- [What is asked]:
Render this sentence from the Proxmox upgrade notes below in Spanish: "This role is using the VM.Monitor privilege, which is removed in Proxmox VE 9."

- [Source text]:
** begin **

PASS: All guest config descriptions fit in the new limit of 8 KiB
INFO: Checking container configs for deprecated lxc.cgroup entries
PASS: No legacy 'lxc.cgroup' keys found.
INFO: Checking VM configurations for outdated machine versions
PASS: All VM machine versions are recent enough

At the end, you have the summary. The goal is to address as many FAILURES and WARNINGS as possible:

= SUMMARY =

TOTAL:    57
PASSED:   43
SKIPPED:  7
WARNINGS: 2
FAILURES: 2

Let's review the problems it found:

FAIL: 1 custom role(s) use the to-be-dropped 'VM.Monitor' privilege and need to be adapted after the upgrade

Some time ago, in order to use Terraform with my Proxmox cluster, I created a dedicated role. This was detailed in that [post]({{< ref "post/3-terraform-create-vm-proxmox" >}}).

This role is using the VM.Monitor privilege, which is removed in Proxmox VE 9. Instead, new privileges under VM.GuestAgent.* exist. So I remove this one and I'll add those once the cluster have been upgraded.

FAIL: systemd-boot meta-package installed. This will cause problems on upgrades of other boot-related packages. Remove 'systemd-boot' See https://pve.proxmox.com/wiki/Upgrade_from_8_to_9#sd-boot-warning for more information.

Proxmox VE usually uses systemd-boot for booting only in some configurations which are managed by proxmox-boot-tool, the meta-package systemd-boot should be removed. The package was automatically shipped for systems installed from the PVE 8.1 to PVE 8.4, as it contained bootctl in bookworm.

** end **

- [Data entries]:
** begin **

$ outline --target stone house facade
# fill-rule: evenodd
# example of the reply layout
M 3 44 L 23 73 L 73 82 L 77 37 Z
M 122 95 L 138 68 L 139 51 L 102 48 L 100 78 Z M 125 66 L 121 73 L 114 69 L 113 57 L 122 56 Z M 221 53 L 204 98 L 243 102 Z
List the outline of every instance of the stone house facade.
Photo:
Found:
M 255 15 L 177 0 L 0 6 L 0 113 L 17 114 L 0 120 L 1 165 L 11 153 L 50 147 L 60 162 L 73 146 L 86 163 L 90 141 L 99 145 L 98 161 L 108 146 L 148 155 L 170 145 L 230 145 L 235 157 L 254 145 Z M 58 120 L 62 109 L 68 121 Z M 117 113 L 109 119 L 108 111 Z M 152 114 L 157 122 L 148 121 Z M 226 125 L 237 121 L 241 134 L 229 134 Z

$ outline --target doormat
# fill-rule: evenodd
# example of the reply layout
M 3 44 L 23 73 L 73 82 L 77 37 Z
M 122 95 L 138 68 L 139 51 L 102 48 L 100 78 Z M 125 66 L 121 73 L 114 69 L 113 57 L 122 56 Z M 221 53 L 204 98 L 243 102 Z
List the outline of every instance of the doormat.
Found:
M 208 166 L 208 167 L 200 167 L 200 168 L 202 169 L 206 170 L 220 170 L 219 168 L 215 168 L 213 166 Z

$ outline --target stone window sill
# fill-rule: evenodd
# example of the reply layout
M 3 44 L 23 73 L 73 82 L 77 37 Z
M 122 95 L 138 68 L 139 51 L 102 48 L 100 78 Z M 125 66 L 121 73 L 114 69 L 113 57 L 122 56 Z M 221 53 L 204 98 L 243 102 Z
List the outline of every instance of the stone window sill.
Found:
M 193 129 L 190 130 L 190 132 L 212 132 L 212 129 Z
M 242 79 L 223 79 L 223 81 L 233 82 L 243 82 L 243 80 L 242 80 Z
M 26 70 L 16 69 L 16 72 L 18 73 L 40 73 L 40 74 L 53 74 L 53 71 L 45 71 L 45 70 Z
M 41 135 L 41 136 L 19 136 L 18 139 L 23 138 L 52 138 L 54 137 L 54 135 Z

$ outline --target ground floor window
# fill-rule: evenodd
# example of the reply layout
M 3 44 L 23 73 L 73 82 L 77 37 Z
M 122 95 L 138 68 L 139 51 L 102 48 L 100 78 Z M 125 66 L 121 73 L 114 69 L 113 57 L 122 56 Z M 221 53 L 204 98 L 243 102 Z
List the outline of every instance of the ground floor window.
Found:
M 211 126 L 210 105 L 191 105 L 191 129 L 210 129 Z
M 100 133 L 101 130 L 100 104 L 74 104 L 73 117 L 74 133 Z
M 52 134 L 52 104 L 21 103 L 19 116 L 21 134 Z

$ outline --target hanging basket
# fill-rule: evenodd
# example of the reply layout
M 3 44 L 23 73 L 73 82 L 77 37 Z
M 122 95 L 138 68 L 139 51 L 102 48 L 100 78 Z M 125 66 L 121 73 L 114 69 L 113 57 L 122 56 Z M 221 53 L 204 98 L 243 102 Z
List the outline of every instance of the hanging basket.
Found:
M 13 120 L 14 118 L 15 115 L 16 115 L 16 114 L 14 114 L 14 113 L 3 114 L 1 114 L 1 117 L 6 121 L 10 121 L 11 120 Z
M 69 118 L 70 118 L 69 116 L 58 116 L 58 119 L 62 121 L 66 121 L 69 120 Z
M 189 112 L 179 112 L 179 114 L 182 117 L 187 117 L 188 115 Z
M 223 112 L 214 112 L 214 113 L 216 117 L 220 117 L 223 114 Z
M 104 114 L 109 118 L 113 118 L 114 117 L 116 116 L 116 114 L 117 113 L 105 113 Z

** end **
** begin **

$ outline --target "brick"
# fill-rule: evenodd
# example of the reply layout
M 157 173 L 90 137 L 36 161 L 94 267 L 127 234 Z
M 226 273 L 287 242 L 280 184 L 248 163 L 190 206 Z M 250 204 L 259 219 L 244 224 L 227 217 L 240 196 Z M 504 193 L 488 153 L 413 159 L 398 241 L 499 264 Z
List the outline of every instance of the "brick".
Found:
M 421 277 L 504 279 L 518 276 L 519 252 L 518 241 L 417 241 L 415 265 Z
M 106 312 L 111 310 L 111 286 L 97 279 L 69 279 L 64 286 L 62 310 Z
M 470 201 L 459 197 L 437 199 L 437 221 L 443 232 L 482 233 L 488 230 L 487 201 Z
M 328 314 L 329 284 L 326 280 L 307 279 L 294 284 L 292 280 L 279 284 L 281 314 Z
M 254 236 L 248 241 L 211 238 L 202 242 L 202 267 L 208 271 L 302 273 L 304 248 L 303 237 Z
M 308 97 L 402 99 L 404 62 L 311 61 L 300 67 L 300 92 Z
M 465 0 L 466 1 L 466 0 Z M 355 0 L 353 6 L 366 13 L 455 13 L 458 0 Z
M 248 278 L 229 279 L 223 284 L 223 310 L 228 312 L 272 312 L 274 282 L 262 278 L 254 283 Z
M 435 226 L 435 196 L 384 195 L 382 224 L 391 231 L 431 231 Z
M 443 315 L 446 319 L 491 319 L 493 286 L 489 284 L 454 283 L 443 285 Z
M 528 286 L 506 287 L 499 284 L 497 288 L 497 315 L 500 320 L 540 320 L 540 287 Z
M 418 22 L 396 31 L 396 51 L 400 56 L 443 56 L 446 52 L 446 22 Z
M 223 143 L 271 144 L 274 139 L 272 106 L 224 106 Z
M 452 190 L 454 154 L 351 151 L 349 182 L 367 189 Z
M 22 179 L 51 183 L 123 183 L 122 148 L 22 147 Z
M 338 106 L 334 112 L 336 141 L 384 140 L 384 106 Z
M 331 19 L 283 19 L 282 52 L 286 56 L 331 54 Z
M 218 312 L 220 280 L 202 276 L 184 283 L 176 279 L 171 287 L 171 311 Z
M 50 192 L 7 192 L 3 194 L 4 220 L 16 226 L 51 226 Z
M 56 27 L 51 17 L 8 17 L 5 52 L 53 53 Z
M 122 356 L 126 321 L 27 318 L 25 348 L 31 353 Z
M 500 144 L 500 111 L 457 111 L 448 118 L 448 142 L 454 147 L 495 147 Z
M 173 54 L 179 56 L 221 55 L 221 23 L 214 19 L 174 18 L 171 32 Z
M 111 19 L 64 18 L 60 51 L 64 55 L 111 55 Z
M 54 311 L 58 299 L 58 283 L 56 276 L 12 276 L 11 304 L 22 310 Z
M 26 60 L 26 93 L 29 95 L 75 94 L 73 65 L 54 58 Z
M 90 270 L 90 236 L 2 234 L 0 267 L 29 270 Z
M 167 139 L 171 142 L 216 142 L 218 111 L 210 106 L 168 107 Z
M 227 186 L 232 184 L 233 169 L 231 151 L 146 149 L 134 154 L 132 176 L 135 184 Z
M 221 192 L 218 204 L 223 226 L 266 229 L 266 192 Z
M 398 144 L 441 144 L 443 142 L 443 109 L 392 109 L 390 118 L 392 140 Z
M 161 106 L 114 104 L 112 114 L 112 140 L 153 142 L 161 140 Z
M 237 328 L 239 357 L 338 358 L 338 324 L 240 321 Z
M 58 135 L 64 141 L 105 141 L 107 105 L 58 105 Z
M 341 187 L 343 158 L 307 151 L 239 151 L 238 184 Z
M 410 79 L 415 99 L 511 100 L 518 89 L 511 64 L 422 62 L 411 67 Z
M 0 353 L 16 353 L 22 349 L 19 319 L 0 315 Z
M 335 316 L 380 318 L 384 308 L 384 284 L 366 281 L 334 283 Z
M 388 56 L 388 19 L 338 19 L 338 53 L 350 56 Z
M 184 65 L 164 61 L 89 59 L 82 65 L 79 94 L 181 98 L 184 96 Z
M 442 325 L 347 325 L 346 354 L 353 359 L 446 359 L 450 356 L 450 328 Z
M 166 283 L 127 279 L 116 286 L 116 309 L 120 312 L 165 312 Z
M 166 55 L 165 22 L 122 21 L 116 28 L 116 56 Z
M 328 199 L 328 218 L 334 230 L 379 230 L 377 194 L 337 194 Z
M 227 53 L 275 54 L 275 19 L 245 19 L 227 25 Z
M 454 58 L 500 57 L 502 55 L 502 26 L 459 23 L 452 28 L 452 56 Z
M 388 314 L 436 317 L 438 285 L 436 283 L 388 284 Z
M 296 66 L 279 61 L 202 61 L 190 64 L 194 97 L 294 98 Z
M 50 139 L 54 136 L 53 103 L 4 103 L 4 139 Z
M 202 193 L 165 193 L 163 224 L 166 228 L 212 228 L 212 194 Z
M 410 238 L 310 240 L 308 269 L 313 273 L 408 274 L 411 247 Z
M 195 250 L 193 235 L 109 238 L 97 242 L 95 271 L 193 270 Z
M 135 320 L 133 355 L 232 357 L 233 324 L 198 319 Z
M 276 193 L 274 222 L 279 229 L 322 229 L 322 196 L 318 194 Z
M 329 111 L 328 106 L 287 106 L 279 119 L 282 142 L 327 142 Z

** end **
** begin **

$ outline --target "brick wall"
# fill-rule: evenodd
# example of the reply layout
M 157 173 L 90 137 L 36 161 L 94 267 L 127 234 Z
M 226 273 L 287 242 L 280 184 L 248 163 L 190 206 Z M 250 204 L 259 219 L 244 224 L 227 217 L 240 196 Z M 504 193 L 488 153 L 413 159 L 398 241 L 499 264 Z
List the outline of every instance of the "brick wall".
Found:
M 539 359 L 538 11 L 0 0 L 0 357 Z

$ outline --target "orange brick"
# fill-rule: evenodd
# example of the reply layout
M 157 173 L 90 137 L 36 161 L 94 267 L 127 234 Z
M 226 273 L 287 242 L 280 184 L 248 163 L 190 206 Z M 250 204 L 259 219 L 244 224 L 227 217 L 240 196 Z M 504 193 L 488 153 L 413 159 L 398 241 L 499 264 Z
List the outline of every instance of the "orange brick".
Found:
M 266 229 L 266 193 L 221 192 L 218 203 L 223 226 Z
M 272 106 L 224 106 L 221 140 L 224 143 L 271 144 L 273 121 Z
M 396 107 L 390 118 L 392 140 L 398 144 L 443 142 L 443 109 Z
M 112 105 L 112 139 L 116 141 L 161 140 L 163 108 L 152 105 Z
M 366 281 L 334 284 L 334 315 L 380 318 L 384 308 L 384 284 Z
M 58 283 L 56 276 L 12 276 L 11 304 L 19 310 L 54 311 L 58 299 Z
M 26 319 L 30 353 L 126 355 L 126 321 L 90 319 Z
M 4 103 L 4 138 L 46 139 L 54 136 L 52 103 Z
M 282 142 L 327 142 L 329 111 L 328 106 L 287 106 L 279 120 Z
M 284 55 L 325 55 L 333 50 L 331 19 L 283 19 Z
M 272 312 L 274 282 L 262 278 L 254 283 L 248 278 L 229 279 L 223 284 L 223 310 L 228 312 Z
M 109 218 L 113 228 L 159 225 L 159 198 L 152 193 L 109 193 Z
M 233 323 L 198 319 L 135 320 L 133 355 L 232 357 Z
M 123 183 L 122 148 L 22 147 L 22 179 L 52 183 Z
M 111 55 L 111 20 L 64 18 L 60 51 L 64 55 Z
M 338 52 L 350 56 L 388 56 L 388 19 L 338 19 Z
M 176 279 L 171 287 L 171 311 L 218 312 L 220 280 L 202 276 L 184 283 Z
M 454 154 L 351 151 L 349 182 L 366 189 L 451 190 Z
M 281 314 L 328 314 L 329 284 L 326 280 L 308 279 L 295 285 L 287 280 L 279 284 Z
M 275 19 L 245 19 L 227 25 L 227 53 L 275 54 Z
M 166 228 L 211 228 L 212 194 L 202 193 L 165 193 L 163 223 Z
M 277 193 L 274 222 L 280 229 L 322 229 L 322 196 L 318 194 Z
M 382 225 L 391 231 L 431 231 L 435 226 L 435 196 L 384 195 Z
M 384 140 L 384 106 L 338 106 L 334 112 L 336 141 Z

** end **

- [Final result]:
Este rol está usando el privilegio VM.Monitor, que se elimina en Proxmox VE 9.